— START Source document —
Many people seem to think that these early Yankees/BoSox series represented some kind of ‘test’ that the Jays failed, and maybe they did – but the test is hardly the exam, in fact, it’s barely even a pop quiz, and if you’re going to use series in May as your measuring stick for the rest of the season, we can state with absolute confidence that the Yankees will be in the fight of their lives for fourth place, since they’re 0-5 against Boston this year.

Silly, silly, silly.

Don’t forget – Twins’ season opener on Saturday! Take a look at my previous entry for a bit of a preview of the kind of journalism I hope to get done at the game. Be there for 2.00 if you want to see the first pitch, and feel free to come as early as noon if you have young kids (or you are a young kid) and you’d like them to get the chance to see how some really good ballplayers approach preparing for a game. I really have no expectations in terms of turnout, but I do think the atmosphere is going to be great, and I’d be very surprised if anyone who attends winds up regretting having done so.

Wednesday, May 20, 2009

Measuring the Twins

It seems like the perfect world scenario I laid out last night worked out – I got to a Twins’ practice, met the principal players (metaphorically, inre: the whole shebang, not just the important players on the field), did the three stories I thought I might be able to do if everything came together, and get the impression I’ll be able to be on top of the beat for a good part of the season. Sounds positive.

For the pieces (which you should be able to read on MississaugaTwins.ca very soon) I spoke to the manager and two players, and what they had to say can found in the articles. All 3 were very chatty and talked about the game fluently, and they all seemed happy to be talking to the media, which I hope will be the case for the rest of the team all summer. Interestingly, one of them – star catcher Henry Duke – played for the same elite team I played for, two or three years earlier. Another guy – that I didn’t talk to today – Mickey Campeanu, played on my high school team with me when I was in grade nine. Maybe if there’s a good angle at some point in the season I’ll do a feature on him for the website or this blog.

I’m still not ready to draw firm conclusions on the team, and I won’t be for a while because I only know two or three players, but it seems that they’re mostly guys playing in good American schools, a good majority of whom have developed in the top levels of Mississauga’s minor baseball system as kids/teenagers, and I think I’m okay with the argument that that could be good enough to compete in the ICBL. In the entire scope of Ontario, Mississauga is very good – from what I remember, many, many province-wide tournaments and provincial championships were won by the Mississauga teams, and Adam Zorzit, the other of the two players I talked to, noted that when he played it was mostly Mississauga teams who dominated and were feared at tournaments, which is basically what I remember from when I played.
— END Source document —
Direction 1 =
Reproduce the passage of the baseball blog post from "For the pieces" to "or this blog." word for word.
— START Exercise data —
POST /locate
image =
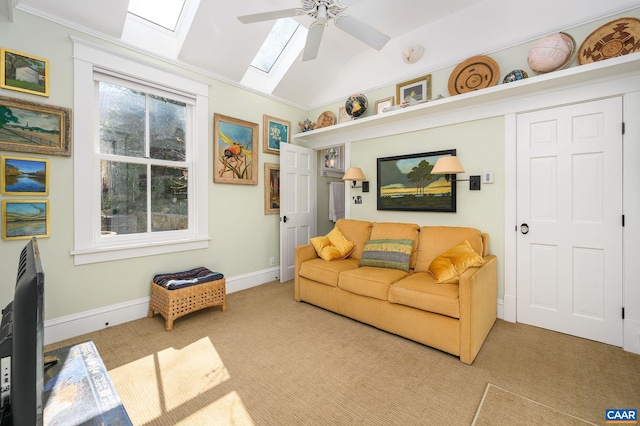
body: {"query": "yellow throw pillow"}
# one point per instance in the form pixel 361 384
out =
pixel 447 267
pixel 332 246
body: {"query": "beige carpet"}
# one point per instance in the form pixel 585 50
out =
pixel 269 360
pixel 501 407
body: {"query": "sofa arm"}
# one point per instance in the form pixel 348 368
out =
pixel 302 253
pixel 478 290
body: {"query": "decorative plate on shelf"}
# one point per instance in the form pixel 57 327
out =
pixel 477 72
pixel 616 38
pixel 326 119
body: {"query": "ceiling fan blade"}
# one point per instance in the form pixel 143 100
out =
pixel 363 32
pixel 268 16
pixel 312 45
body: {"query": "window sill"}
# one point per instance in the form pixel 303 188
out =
pixel 107 254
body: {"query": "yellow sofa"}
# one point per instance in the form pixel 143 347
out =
pixel 454 317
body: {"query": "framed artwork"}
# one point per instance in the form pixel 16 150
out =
pixel 405 182
pixel 343 116
pixel 24 176
pixel 382 104
pixel 24 73
pixel 274 132
pixel 416 90
pixel 25 219
pixel 235 157
pixel 271 188
pixel 34 128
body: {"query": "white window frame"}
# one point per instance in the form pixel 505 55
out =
pixel 89 245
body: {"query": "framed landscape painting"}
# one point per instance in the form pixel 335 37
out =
pixel 25 219
pixel 275 131
pixel 34 128
pixel 405 182
pixel 24 73
pixel 24 176
pixel 235 157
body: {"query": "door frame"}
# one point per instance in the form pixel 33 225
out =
pixel 627 87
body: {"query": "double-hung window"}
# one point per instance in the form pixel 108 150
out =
pixel 140 185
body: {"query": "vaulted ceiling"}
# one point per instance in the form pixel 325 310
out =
pixel 212 40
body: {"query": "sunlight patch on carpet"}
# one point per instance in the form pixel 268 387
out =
pixel 501 407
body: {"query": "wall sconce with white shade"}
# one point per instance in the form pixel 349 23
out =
pixel 355 174
pixel 450 165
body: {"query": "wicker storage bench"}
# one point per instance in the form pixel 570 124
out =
pixel 175 302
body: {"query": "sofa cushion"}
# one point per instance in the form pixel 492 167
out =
pixel 326 272
pixel 435 240
pixel 447 267
pixel 388 253
pixel 356 231
pixel 332 246
pixel 420 291
pixel 370 281
pixel 393 230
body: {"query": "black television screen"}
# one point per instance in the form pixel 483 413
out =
pixel 27 367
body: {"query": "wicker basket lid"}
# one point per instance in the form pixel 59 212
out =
pixel 615 38
pixel 477 72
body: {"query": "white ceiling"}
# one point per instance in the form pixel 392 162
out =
pixel 217 44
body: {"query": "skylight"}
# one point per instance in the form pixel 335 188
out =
pixel 275 44
pixel 164 13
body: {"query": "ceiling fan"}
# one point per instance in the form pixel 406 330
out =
pixel 323 11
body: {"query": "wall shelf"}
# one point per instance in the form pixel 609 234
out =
pixel 490 102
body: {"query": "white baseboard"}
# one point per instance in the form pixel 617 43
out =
pixel 631 336
pixel 96 319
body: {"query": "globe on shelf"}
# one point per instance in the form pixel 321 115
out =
pixel 356 105
pixel 551 52
pixel 515 75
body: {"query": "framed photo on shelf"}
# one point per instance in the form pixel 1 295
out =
pixel 381 104
pixel 24 176
pixel 34 127
pixel 24 73
pixel 416 90
pixel 405 182
pixel 235 157
pixel 274 132
pixel 271 188
pixel 25 219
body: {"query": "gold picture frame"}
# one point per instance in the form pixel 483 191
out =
pixel 271 188
pixel 235 153
pixel 22 219
pixel 381 104
pixel 274 132
pixel 33 127
pixel 24 176
pixel 24 73
pixel 416 90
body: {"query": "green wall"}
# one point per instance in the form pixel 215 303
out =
pixel 243 238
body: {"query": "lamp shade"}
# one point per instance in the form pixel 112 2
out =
pixel 355 174
pixel 447 166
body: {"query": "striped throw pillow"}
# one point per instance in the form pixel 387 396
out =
pixel 388 253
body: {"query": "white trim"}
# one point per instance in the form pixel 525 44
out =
pixel 70 326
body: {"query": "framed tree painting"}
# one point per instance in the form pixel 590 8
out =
pixel 34 128
pixel 405 182
pixel 271 188
pixel 25 219
pixel 24 73
pixel 24 176
pixel 275 131
pixel 235 157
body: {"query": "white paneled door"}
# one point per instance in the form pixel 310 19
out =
pixel 569 209
pixel 298 193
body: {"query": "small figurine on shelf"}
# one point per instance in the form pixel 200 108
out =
pixel 307 125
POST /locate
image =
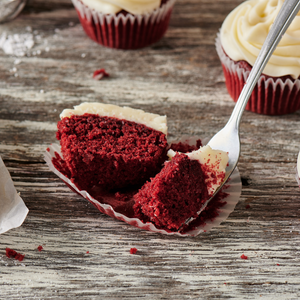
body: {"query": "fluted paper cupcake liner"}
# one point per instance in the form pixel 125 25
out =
pixel 271 96
pixel 208 219
pixel 125 31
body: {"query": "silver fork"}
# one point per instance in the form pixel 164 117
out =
pixel 227 139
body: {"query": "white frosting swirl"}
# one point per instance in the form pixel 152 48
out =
pixel 135 7
pixel 245 29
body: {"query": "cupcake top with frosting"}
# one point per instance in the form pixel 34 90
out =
pixel 135 7
pixel 154 121
pixel 245 29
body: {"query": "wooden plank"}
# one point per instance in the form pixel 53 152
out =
pixel 180 76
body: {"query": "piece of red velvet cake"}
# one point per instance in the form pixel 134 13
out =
pixel 181 188
pixel 111 147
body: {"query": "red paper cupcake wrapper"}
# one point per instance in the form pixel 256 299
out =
pixel 233 191
pixel 124 31
pixel 271 96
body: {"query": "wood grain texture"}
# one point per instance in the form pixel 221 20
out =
pixel 180 76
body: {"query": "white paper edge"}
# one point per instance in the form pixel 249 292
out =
pixel 18 211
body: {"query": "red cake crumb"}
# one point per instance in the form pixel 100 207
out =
pixel 108 152
pixel 173 195
pixel 184 147
pixel 10 253
pixel 99 74
pixel 133 251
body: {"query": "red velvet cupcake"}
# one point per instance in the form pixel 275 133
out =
pixel 181 188
pixel 124 24
pixel 111 147
pixel 241 37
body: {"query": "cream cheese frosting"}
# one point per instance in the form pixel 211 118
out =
pixel 245 29
pixel 213 164
pixel 154 121
pixel 135 7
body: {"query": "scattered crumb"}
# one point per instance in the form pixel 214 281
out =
pixel 133 251
pixel 99 74
pixel 10 253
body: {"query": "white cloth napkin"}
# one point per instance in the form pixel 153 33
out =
pixel 13 210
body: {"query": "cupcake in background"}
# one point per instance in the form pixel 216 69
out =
pixel 241 37
pixel 124 24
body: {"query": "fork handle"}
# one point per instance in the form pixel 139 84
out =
pixel 283 20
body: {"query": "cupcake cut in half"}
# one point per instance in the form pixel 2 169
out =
pixel 179 191
pixel 241 37
pixel 111 147
pixel 124 24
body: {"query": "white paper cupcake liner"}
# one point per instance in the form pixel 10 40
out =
pixel 271 96
pixel 125 31
pixel 232 189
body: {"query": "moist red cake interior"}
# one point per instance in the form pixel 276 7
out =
pixel 173 195
pixel 108 152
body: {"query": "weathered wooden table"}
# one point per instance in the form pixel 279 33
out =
pixel 85 253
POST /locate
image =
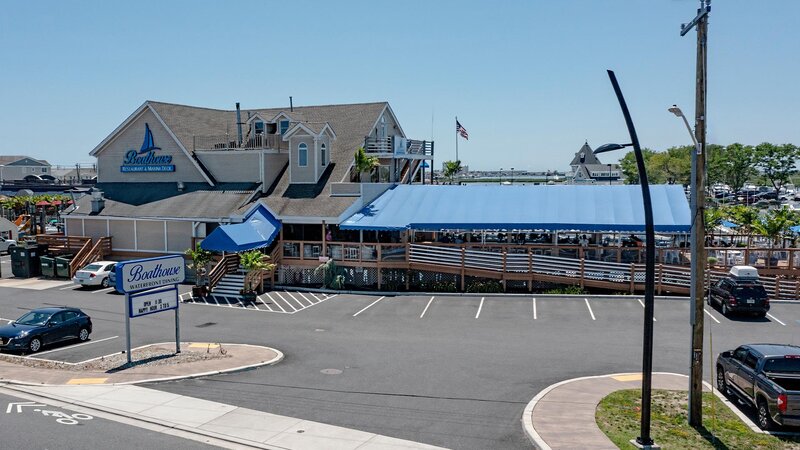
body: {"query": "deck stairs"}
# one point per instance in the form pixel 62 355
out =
pixel 229 287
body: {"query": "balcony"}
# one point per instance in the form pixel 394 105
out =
pixel 399 147
pixel 226 142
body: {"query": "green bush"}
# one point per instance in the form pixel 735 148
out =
pixel 567 290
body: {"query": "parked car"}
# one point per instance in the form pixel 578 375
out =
pixel 766 376
pixel 45 326
pixel 95 274
pixel 7 244
pixel 741 291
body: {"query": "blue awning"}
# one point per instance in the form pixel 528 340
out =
pixel 258 230
pixel 490 207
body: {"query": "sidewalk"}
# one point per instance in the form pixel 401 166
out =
pixel 227 425
pixel 111 393
pixel 563 415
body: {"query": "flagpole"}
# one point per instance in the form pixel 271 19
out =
pixel 456 138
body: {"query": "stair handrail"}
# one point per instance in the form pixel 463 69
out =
pixel 227 264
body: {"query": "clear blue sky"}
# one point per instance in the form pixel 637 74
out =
pixel 526 78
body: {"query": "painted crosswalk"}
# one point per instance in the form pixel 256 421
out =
pixel 281 302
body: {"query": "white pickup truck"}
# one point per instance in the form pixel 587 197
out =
pixel 7 244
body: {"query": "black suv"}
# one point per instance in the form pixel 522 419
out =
pixel 739 295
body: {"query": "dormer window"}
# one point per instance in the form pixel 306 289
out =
pixel 302 154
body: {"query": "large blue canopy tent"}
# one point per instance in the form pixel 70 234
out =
pixel 591 208
pixel 258 230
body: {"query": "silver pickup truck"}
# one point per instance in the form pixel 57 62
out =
pixel 768 377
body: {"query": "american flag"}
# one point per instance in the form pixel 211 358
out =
pixel 462 131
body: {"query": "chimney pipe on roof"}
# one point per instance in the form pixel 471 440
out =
pixel 238 124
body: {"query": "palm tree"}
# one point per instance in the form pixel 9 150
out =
pixel 451 169
pixel 364 163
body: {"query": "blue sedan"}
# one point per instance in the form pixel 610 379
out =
pixel 45 326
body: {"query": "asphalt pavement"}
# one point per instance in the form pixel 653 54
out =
pixel 451 371
pixel 33 424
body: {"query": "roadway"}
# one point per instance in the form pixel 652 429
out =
pixel 443 370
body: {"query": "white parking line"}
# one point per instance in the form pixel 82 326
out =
pixel 77 345
pixel 709 315
pixel 590 308
pixel 642 303
pixel 368 306
pixel 426 308
pixel 102 291
pixel 775 319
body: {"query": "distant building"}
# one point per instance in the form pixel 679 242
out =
pixel 17 167
pixel 586 168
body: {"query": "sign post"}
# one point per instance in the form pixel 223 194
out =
pixel 150 286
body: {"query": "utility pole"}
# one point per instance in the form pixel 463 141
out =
pixel 698 208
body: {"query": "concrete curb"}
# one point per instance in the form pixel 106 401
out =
pixel 278 358
pixel 136 418
pixel 540 444
pixel 474 294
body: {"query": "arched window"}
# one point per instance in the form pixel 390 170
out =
pixel 302 154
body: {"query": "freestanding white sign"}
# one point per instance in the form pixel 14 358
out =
pixel 147 275
pixel 142 274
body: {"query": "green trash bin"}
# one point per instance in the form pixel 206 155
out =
pixel 62 266
pixel 48 266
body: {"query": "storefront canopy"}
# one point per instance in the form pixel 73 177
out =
pixel 491 207
pixel 258 230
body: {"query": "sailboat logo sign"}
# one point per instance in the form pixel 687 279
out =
pixel 146 159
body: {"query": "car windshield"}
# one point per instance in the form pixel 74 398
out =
pixel 783 365
pixel 33 318
pixel 752 291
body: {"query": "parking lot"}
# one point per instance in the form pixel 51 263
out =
pixel 447 370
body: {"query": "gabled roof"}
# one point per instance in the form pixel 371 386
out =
pixel 21 160
pixel 584 156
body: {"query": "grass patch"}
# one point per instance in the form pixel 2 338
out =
pixel 618 416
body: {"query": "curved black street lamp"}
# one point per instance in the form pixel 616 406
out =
pixel 644 438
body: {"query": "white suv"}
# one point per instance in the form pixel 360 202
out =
pixel 7 244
— END Exercise data —
Direction 2 =
Pick out every line in the listing that contains the string "with", matching case exactly.

Problem solution 1 =
For the pieces (which you should be able to read on MississaugaTwins.ca very soon) I spoke to the manager and two players, and what they had to say can found in the articles. All 3 were very chatty and talked about the game fluently, and they all seemed happy to be talking to the media, which I hope will be the case for the rest of the team all summer. Interestingly, one of them – star catcher Henry Duke – played for the same elite team I played for, two or three years earlier. Another guy – that I didn’t talk to today – Mickey Campeanu, played on my high school team with me when I was in grade nine. Maybe if there’s a good angle at some point in the season I’ll do a feature on him for the website or this blog.

Problem solution 2 =
body: {"query": "wall sconce with white shade"}
body: {"query": "cupcake top with frosting"}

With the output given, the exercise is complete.